What you are asked to do: Write the next part of the talk abstract and interview on AI post-training, picking up right after its final line.

Reading passage:
Abstract
This talk presents a comprehensive journey through modern AI post-training techniques, from Pinterest's production-scale content discovery systems to enterprise agent training through Veris AI’s simulation. We'll explore how reinforcement learning and supervised fine-tuning bridge the critical gap between base model capabilities and real-world performance across two distinct but complementary domains.
We begin by exploring industry advances in RL-enhanced diffusion models and their impact on bias reduction and human preference alignment. We then dive into Pinterest's implementation of these techniques at scale for content generation via PinLanding, a multimodal content-first architecture that turns billions of content into shopping collections.
We then transition to the broader challenge of agent training, presenting a general-purpose simulation sandbox approach that generates high-fidelity training data for task-based agents. This system bridges theory and practice, showing how to transform LLM knowledge into agent experience through controlled environments that mirror real enterprise workflows.
Both systems demonstrate how post-training techniques (RL, SFT, and curriculum learning) solve the "demo-to-production" gap that plagues AI deployments, whether for content generation or autonomous task execution.
Interview:
What is the focus of your work these days?

Excerpts from a dataset:
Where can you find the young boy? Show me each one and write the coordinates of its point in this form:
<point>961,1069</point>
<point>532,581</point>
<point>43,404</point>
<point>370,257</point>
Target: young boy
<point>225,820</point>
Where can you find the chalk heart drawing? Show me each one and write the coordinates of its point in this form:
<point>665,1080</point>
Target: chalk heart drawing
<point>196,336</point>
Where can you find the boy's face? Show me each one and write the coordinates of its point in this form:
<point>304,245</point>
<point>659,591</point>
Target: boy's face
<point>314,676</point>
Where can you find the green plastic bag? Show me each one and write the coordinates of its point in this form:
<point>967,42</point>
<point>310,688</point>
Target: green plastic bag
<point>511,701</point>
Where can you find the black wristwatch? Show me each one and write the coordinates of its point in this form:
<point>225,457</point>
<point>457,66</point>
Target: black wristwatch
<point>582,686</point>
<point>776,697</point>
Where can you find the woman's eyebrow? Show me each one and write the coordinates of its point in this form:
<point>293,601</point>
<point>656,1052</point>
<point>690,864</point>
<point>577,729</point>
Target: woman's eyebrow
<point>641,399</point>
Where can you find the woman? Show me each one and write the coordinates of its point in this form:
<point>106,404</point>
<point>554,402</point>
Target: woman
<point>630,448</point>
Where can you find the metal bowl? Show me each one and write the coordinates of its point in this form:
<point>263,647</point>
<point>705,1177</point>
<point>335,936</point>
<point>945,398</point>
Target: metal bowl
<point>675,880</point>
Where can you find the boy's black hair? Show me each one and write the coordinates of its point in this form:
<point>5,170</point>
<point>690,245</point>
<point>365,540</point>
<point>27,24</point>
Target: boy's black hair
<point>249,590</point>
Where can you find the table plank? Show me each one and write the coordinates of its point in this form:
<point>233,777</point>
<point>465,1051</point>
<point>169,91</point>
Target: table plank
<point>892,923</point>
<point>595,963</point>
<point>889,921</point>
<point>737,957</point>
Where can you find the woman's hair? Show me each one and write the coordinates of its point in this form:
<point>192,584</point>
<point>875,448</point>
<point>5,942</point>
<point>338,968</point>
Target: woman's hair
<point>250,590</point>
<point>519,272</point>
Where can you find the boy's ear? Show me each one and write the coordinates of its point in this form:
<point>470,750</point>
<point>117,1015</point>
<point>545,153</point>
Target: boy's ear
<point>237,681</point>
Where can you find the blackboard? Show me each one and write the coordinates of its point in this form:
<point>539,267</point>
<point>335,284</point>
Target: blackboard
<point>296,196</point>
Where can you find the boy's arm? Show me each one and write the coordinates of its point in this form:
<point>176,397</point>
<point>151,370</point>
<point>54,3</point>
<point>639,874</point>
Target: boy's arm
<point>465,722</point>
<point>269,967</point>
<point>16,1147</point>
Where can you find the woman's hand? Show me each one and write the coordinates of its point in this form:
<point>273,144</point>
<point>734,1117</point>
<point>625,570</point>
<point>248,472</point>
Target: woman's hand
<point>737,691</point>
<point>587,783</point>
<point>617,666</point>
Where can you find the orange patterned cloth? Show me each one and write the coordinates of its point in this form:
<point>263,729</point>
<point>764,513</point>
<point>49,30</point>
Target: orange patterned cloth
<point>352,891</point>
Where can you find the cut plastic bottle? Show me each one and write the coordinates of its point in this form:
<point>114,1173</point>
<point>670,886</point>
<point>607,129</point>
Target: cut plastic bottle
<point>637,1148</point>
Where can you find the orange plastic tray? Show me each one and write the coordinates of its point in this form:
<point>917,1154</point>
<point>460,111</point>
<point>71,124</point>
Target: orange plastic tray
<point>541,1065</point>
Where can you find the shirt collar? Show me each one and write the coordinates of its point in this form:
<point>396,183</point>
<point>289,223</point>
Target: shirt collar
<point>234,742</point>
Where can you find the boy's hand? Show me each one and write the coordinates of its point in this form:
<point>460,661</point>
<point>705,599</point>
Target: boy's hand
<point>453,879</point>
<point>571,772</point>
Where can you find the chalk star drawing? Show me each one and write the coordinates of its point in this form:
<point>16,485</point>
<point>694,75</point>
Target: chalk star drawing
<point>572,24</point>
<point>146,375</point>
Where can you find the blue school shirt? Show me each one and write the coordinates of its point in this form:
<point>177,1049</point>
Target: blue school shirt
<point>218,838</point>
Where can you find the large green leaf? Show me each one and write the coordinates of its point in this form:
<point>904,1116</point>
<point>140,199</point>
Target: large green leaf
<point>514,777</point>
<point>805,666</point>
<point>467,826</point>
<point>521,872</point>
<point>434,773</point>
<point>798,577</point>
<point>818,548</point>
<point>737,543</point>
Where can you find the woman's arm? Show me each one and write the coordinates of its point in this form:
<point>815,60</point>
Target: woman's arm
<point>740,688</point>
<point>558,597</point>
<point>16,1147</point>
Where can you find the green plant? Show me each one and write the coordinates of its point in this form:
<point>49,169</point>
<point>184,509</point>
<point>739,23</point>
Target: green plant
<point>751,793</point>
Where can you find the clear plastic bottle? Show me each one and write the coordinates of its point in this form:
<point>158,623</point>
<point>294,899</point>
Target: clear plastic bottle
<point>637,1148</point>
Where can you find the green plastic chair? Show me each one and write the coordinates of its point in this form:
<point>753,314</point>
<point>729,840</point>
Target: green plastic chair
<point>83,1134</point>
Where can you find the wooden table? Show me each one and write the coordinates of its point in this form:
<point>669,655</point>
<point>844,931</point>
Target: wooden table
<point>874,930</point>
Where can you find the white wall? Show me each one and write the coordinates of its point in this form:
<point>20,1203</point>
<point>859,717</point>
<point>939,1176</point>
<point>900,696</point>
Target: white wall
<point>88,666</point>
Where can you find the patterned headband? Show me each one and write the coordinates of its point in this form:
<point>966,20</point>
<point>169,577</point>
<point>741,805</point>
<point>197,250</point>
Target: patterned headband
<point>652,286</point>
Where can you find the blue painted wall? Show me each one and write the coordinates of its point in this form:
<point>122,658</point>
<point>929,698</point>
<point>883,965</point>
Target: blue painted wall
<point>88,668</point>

Response area:
The majority time in my day is spent on:
- Building and deploying large-scale AI systems that leverage reinforcement learning and multimodal architectures for content understanding and generation
- Developing production-ready implementations of cutting-edge research (Stable Diffusion, CLIP, Vision-Language Models) that scale to billions of content items
- Leading engineering teams that bridge research innovations with practical deployment challenges in high-traffic content platforms
- Researching novel applications of RL for improving generative models and AI agents for automated content organization across diverse industry verticals
And what was the motivation behind your talk?
The motivation stems from the massive opportunity that reinforcement learning and multimodal AI represent for any industry managing large content collections. While most companies are still experimenting with basic LLM applications, we've moved beyond that to solve fundamental challenges in content generation and organization at unprecedented scale.
Our experience demonstrates that:
- RL can dramatically improve any generative model: Our Stable Diffusion improvements aren't Pinterest-specific - they're applicable to any company using image generation for marketing, product design, or content creation
- Multimodal AI is ready for production: Our content-first architecture patterns work for any large catalog - e-commerce product databases, media libraries, document repositories, or digital asset management systems
- Scale reveals new opportunities: Moving from millions to billions of items reveals architectural insights that smaller-scale experiments miss
I want to share this because the techniques we've developed solve universal problems:
- E-commerce platforms struggling to organize massive product catalogs
- Media companies with overwhelming content libraries
- Marketing teams needing better image generation capabilities
- Any platform where users need to discover relevant content from vast collections for search traffic
Who is your session for?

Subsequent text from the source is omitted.